* [WORK TO COMPLETE]
a - Answer these questions from the text on sedimentary ancient DNA:
(i) In what year was ancient DNA hailed in Science magazine as one of the top ten "big ideas" of the previous decade?
(ii) What is macrofossil-free DNA commonly called?
(iii) According to the project team's pilot study, what environment is highly conducive to preserving ancient DNA?
b - Transcribe the text on sedimentary ancient DNA between "Preliminary research indicates" and "the preservation environment.", inclusive.

In 2010 ancient DNA (aDNA) was hailed in Science magazine as one of the top ten 'big ideas' of the previous decade. However, aDNA has most commonly been obtained from anatomically intact material, such as hair, bones and teeth. It has only recently become clear that aDNA can also be retrieved from other materials, including sediments – a discovery which has the potential to revolutionise the study of paleoenvironments. This macrofossil-free DNA (commonly referred to as sedimentary aDNA or sedaDNA) can provide information about the flora and fauna of the past and has the potential to allow in-depth reconstructions of palaeo-ecosystems.
Preliminary research indicates that most plant and animal sedaDNA is of local origin, with insignificant dispersal of DNA over long distances, and that cross-strata leaching is not an insuperable problem, particularly if quantitative methods are used. The pilot study by this project team has established that the stable cool environment of marine sediments is highly conducive to the preservation of ancient DNA over tens of thousands of years. While previous studies of deeper time ancient DNA have been restricted to high cool latitudes, this fundamental advance hails a release on latitudinal constraints of previous ancient DNA studies because of the global nature of the preservation environment.

* [AVAILABLE DATA]
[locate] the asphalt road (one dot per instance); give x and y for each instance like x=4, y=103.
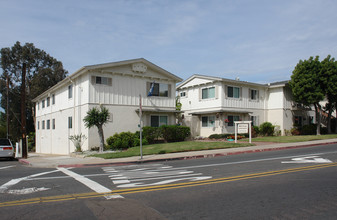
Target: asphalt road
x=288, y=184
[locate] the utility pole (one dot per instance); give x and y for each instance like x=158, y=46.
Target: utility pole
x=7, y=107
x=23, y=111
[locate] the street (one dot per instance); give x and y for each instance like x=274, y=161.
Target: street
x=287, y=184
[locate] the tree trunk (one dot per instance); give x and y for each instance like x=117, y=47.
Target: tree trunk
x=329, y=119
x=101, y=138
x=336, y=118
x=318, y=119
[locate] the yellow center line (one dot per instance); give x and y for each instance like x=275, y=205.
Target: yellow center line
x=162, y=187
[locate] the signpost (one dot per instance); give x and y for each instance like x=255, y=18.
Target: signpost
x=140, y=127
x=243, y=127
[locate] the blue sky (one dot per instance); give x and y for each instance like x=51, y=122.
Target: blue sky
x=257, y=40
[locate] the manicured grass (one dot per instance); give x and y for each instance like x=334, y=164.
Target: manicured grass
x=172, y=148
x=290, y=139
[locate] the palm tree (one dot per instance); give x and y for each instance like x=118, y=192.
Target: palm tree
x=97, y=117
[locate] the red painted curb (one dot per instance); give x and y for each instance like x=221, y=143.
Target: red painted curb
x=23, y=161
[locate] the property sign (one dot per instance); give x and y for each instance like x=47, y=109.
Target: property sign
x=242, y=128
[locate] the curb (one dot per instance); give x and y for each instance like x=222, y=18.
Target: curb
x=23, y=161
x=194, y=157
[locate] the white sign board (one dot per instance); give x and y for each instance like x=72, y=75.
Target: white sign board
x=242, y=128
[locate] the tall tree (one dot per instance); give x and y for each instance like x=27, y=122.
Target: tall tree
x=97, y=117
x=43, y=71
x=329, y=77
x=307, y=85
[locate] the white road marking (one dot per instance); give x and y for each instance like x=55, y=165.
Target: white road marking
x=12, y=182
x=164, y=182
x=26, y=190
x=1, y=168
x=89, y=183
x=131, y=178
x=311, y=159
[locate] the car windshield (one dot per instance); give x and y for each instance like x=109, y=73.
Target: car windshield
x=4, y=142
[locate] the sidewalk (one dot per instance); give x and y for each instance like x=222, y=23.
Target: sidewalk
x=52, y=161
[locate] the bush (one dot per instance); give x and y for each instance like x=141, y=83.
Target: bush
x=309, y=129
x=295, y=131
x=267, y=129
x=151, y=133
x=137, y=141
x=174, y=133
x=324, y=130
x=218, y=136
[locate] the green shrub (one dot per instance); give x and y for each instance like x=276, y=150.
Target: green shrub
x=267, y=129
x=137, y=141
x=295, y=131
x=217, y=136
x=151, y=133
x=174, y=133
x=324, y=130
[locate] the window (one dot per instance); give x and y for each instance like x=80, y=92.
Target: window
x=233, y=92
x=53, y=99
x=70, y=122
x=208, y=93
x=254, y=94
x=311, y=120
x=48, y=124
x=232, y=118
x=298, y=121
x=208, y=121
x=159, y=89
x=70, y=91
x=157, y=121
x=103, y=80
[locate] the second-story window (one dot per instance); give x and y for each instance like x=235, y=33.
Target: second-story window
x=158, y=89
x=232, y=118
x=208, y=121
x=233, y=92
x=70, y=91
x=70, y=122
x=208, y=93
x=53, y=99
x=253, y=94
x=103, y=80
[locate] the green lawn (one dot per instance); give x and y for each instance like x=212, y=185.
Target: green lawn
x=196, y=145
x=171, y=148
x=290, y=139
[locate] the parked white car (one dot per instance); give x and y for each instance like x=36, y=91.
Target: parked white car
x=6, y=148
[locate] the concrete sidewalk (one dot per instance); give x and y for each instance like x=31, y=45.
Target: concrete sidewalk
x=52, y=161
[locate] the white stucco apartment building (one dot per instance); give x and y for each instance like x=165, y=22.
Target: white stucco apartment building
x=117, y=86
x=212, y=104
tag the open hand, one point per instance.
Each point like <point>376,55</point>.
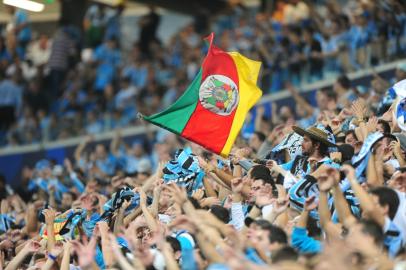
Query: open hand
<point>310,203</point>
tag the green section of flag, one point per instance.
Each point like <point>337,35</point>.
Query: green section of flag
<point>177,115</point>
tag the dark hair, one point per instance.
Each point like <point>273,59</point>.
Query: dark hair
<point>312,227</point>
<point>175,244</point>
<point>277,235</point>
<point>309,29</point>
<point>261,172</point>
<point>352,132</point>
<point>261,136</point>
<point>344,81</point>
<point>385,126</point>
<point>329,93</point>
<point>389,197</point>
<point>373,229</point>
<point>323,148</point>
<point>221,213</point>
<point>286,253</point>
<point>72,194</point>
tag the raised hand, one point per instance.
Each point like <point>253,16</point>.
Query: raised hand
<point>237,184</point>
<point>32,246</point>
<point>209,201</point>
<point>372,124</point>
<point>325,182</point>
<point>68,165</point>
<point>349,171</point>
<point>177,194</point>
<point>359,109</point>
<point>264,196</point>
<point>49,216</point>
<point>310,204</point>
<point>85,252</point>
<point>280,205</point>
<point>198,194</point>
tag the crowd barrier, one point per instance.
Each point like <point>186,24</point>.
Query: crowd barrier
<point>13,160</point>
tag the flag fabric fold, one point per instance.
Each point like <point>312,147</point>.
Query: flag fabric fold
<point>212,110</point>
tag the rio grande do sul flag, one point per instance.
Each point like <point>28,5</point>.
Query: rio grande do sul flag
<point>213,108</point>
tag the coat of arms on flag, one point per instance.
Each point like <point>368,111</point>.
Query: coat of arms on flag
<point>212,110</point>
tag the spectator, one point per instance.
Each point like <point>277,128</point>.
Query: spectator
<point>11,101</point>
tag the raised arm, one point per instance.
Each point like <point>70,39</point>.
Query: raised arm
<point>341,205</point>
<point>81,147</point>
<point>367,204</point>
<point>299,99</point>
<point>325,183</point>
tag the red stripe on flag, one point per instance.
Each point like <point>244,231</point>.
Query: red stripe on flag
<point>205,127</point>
* * *
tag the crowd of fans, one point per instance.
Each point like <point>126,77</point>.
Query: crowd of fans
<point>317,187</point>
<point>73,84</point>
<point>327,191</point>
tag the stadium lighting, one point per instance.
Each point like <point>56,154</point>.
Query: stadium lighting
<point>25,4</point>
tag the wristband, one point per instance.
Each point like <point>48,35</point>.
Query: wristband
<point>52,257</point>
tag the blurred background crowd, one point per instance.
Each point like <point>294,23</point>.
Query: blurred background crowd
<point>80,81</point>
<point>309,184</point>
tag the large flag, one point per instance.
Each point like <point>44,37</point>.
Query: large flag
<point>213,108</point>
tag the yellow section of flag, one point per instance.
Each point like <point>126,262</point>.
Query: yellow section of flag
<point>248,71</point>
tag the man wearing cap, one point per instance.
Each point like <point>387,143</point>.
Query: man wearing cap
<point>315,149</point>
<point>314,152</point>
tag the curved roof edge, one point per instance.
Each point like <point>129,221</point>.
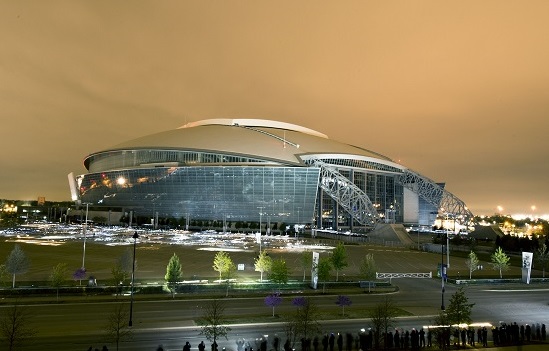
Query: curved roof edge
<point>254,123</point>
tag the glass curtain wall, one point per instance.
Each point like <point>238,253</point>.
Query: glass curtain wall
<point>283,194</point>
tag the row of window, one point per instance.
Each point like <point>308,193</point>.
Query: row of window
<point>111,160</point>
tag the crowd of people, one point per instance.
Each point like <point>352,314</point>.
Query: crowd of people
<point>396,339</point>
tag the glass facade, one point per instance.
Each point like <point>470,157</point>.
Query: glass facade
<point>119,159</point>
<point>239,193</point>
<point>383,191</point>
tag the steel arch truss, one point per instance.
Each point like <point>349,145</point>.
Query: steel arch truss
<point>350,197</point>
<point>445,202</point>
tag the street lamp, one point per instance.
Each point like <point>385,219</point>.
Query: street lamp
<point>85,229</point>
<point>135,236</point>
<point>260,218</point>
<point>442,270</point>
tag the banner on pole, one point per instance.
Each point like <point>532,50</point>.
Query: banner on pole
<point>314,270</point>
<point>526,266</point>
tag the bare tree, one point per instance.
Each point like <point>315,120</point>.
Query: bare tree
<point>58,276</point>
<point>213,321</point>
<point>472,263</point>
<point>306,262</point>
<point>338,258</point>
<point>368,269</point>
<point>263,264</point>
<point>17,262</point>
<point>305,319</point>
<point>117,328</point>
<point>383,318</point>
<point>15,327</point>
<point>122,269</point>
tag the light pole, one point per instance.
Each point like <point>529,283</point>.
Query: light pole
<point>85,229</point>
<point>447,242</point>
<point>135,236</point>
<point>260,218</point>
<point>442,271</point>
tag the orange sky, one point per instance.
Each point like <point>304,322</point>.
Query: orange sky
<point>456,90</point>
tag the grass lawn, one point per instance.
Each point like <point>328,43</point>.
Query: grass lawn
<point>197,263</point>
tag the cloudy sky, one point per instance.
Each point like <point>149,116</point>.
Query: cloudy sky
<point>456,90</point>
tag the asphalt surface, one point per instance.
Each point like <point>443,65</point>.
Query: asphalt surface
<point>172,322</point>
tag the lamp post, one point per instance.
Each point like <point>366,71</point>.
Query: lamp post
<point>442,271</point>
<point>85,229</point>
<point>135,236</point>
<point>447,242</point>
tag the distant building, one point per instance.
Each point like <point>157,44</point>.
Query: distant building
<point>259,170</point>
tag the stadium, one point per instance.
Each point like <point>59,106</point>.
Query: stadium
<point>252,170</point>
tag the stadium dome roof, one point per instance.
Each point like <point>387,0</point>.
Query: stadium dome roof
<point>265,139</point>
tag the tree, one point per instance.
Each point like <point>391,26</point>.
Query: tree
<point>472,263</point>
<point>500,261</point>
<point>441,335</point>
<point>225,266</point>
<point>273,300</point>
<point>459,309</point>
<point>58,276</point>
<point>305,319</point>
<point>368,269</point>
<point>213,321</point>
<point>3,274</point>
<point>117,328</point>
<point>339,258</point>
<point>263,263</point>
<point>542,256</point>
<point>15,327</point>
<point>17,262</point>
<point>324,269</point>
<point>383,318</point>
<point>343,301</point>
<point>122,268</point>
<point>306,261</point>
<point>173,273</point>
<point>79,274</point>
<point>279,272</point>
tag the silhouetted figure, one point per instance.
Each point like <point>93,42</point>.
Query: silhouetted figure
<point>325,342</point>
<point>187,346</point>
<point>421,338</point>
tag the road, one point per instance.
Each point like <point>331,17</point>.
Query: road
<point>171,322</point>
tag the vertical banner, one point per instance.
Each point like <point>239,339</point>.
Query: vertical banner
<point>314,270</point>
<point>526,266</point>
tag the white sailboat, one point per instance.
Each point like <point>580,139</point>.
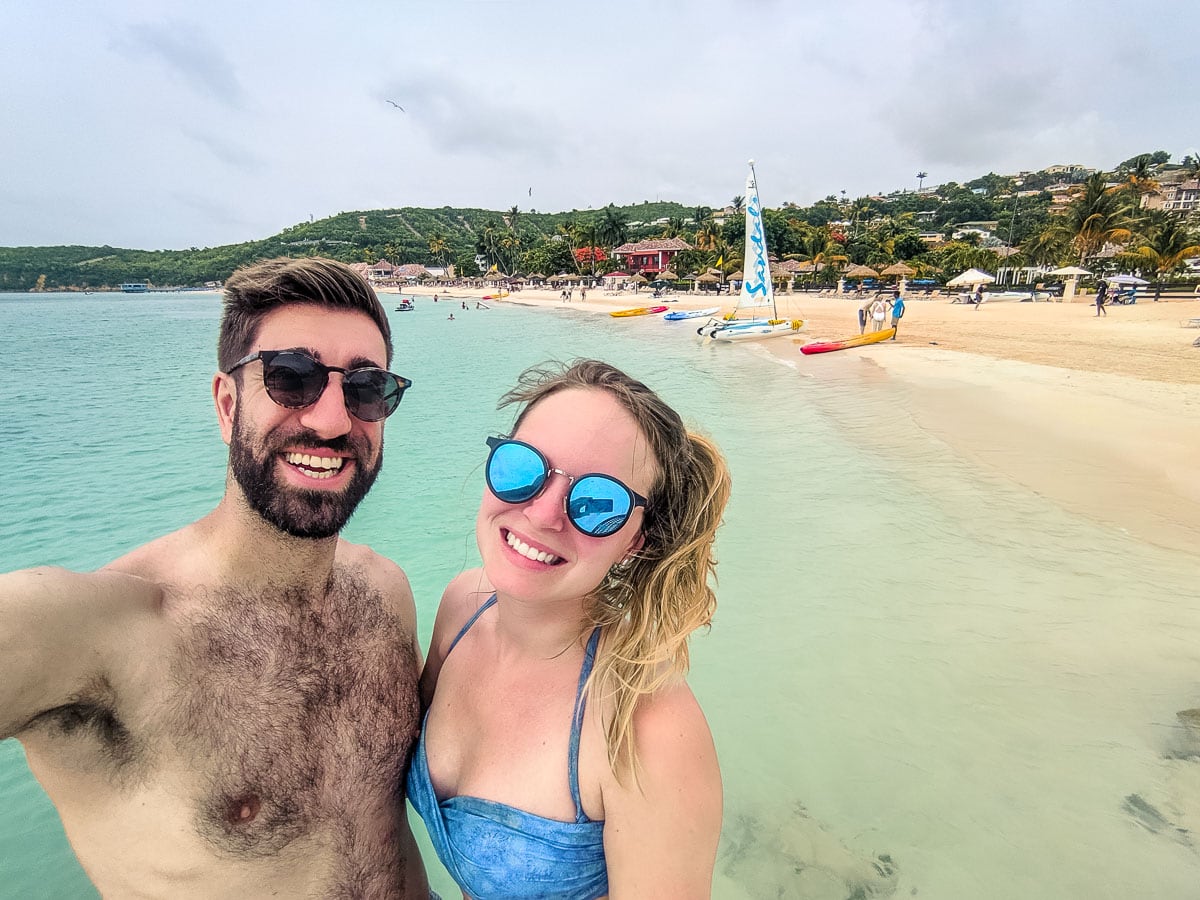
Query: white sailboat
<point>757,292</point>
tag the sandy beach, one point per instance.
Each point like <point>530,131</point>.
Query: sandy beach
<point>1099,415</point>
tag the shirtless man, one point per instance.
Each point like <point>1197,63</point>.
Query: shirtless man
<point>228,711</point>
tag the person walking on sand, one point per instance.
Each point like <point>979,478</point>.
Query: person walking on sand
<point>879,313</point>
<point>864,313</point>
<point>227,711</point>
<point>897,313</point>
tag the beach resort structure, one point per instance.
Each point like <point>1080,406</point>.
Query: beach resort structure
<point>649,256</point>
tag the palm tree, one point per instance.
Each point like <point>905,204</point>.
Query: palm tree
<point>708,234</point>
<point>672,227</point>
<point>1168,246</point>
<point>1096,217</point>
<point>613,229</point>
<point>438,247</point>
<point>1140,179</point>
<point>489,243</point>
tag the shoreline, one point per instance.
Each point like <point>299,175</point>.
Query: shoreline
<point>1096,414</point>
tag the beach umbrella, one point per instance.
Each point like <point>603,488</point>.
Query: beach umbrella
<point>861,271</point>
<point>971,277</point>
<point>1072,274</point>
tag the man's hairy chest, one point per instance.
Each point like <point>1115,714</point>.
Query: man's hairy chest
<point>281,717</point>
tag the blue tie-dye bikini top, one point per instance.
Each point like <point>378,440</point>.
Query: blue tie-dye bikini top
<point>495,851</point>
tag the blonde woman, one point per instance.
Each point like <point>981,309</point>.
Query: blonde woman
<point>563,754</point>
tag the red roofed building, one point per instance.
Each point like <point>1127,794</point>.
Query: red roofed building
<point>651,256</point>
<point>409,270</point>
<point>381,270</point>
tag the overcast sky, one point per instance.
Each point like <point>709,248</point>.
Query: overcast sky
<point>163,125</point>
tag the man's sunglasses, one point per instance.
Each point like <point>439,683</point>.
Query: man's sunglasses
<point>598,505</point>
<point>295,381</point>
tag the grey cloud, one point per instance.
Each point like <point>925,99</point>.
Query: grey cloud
---
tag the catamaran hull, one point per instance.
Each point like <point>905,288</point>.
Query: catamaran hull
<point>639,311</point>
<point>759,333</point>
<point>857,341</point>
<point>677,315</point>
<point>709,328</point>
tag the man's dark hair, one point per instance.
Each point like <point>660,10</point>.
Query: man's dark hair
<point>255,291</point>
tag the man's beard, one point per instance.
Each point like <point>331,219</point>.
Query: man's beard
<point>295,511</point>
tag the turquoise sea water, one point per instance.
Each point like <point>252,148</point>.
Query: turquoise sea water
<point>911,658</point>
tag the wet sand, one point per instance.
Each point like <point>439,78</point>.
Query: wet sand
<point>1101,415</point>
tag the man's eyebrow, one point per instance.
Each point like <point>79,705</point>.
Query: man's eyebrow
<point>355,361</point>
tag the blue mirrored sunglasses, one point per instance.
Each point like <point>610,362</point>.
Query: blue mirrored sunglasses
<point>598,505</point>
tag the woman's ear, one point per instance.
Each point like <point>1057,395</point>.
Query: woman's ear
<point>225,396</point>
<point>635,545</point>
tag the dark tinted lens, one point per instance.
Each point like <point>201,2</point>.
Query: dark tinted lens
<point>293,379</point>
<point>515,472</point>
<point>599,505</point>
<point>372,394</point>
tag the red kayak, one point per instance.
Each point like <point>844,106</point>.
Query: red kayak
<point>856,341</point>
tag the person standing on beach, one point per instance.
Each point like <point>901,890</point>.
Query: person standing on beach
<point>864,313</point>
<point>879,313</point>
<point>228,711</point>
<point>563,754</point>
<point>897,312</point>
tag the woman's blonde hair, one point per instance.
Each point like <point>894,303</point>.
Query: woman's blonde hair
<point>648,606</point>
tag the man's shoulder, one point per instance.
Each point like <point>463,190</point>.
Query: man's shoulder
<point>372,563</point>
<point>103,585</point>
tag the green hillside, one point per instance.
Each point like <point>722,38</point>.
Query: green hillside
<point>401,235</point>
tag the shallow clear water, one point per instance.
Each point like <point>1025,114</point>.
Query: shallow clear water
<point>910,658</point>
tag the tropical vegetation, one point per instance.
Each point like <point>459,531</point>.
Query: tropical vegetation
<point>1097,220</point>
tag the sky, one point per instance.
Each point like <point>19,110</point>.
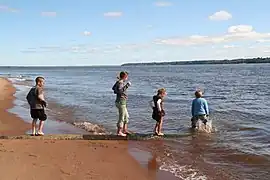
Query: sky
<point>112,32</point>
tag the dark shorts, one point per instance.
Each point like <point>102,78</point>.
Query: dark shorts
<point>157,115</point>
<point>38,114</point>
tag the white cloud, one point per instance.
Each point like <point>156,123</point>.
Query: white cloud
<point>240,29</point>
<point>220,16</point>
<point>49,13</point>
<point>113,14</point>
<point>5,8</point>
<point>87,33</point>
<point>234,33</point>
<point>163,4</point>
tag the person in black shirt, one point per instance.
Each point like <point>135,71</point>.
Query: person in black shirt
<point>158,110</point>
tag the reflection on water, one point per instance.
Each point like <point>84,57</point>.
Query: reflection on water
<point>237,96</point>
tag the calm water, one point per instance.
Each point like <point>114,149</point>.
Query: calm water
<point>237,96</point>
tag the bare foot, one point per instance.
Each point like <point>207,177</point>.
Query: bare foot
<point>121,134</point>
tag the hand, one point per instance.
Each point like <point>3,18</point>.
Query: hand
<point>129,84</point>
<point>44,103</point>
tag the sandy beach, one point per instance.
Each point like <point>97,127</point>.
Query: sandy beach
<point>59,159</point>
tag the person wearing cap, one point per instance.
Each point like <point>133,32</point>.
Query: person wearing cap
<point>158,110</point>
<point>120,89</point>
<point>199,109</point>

* [RESULTS OF THE EXERCISE]
a -
(i) 2010
(ii) Sedimentary aDNA, or sedaDNA
(iii) The stable cool environment of marine sediments

b -
Preliminary research indicates that most plant and animal sedaDNA is of local origin, with insignificant dispersal of DNA over long distances, and that cross-strata leaching is not an insuperable problem, particularly if quantitative methods are used. The pilot study by this project team has established that the stable cool environment of marine sediments is highly conducive to the preservation of ancient DNA over tens of thousands of years. While previous studies of deeper time ancient DNA have been restricted to high cool latitudes, this fundamental advance hails a release on latitudinal constraints of previous ancient DNA studies because of the global nature of the preservation environment.